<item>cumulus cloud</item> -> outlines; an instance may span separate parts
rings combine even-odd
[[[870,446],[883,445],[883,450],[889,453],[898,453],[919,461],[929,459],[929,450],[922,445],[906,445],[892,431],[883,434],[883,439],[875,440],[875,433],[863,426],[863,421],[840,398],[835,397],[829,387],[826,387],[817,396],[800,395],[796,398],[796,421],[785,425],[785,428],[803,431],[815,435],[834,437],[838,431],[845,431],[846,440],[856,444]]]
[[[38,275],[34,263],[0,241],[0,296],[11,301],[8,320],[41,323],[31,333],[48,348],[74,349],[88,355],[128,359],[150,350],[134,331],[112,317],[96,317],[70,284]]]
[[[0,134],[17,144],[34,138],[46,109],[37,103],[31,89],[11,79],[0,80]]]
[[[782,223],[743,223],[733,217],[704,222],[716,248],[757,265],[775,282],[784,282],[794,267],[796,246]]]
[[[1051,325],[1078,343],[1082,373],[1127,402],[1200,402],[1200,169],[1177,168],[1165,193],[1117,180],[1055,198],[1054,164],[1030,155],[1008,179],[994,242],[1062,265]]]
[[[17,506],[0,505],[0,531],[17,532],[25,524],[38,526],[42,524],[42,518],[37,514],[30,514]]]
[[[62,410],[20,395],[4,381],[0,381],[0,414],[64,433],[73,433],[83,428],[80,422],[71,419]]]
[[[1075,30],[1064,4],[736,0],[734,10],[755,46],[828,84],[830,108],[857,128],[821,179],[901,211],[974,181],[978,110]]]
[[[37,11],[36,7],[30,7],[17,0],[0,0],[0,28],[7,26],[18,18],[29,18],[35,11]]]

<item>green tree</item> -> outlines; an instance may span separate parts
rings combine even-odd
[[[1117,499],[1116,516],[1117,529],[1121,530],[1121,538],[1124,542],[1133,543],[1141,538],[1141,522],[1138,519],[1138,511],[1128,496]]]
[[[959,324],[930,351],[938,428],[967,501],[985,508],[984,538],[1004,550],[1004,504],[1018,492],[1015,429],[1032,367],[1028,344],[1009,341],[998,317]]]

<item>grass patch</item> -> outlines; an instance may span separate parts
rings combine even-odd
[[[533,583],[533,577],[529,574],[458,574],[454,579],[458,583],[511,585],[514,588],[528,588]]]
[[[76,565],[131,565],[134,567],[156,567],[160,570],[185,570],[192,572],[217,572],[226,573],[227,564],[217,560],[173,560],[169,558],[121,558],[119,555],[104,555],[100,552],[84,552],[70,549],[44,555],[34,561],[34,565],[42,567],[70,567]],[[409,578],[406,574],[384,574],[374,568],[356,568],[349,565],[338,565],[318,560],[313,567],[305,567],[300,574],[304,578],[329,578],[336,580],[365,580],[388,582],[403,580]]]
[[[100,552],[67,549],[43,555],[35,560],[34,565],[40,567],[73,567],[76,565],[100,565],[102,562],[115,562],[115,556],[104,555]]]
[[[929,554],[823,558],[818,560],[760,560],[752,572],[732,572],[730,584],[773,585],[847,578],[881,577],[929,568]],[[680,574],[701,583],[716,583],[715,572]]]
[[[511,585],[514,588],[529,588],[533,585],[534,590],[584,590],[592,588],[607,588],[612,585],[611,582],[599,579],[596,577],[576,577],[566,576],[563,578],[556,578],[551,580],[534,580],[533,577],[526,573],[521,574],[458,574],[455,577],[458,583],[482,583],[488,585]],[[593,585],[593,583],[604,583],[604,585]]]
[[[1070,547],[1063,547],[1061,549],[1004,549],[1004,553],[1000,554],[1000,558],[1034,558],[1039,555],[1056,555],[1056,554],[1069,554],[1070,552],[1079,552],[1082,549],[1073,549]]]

::::::

## What you need to do
Copy out all the rows above with "even-odd" replaced by "nonzero" wherever it occurs, leaving everything else unchanged.

## Response to the exercise
<item>cumulus cloud</item> -> outlines; an instance may span separate parts
rings combine nonzero
[[[870,446],[883,445],[883,450],[889,453],[898,453],[919,461],[929,459],[929,450],[922,445],[906,445],[892,431],[883,434],[883,439],[875,440],[875,433],[863,426],[863,421],[840,398],[835,397],[829,387],[826,387],[817,396],[800,395],[796,398],[796,421],[785,425],[785,428],[803,431],[815,435],[834,437],[838,431],[845,431],[846,440],[856,444]]]
[[[38,275],[34,263],[0,241],[0,296],[11,301],[8,320],[41,323],[31,333],[48,348],[74,349],[88,355],[128,359],[150,350],[134,331],[112,317],[96,317],[70,284]]]
[[[0,134],[17,144],[34,138],[46,109],[37,103],[31,89],[11,79],[0,80]]]
[[[782,223],[743,223],[733,217],[704,222],[716,248],[757,265],[775,282],[784,282],[794,267],[796,246]]]
[[[1051,325],[1078,343],[1082,373],[1127,402],[1200,402],[1200,169],[1177,168],[1165,193],[1117,180],[1055,198],[1054,164],[1030,155],[1008,179],[994,242],[1062,265]]]
[[[17,506],[0,505],[0,531],[17,532],[25,524],[38,526],[42,524],[42,518],[37,514],[30,514]]]
[[[62,410],[20,395],[4,381],[0,381],[0,414],[64,433],[73,433],[83,428],[80,422],[71,419]]]
[[[1075,30],[1064,4],[736,0],[734,10],[755,46],[828,84],[830,108],[857,128],[821,179],[901,211],[974,181],[978,110]]]
[[[37,11],[36,7],[30,7],[17,0],[0,0],[0,28],[7,26],[18,18],[29,18],[35,11]]]

<item>green tree</item> -> outlines; an instance may span separate parts
rings combine nonzero
[[[1117,499],[1116,516],[1117,529],[1121,530],[1121,538],[1124,542],[1133,543],[1141,538],[1141,522],[1138,519],[1138,511],[1128,496]]]
[[[959,324],[930,351],[938,428],[967,501],[985,508],[984,538],[1004,550],[1004,504],[1018,492],[1015,429],[1032,367],[1028,344],[1009,341],[998,317]]]

<item>grass patch</item> -> outlines; an instance may span separate parts
rings combine nonzero
[[[533,583],[533,577],[529,574],[458,574],[454,579],[458,583],[511,585],[514,588],[528,588]]]
[[[76,565],[131,565],[134,567],[156,567],[160,570],[185,570],[192,572],[217,572],[226,573],[227,564],[217,560],[173,560],[169,558],[121,558],[119,555],[104,555],[100,552],[84,552],[70,549],[44,555],[34,561],[34,565],[42,567],[70,567]],[[409,578],[406,574],[384,574],[374,568],[356,568],[349,565],[338,565],[318,560],[313,567],[305,567],[300,574],[304,578],[329,578],[336,580],[365,580],[388,582],[403,580]]]
[[[100,552],[67,549],[43,555],[35,560],[34,565],[40,567],[73,567],[76,565],[100,565],[102,562],[115,562],[115,556],[104,555]]]
[[[929,554],[823,558],[818,560],[760,560],[752,572],[732,572],[730,584],[773,585],[847,578],[881,577],[929,568]],[[680,574],[701,583],[716,583],[715,572]]]
[[[511,585],[514,588],[529,588],[533,585],[534,590],[584,590],[592,588],[607,588],[612,585],[611,582],[599,579],[596,577],[576,577],[566,576],[563,578],[556,578],[551,580],[534,580],[533,577],[526,573],[521,574],[458,574],[455,577],[458,583],[482,583],[488,585]],[[593,585],[593,583],[604,583],[604,585]]]
[[[1070,547],[1063,547],[1061,549],[1004,549],[1004,553],[1000,554],[1000,558],[1034,558],[1039,555],[1056,555],[1056,554],[1069,554],[1070,552],[1079,552],[1082,549],[1073,549]]]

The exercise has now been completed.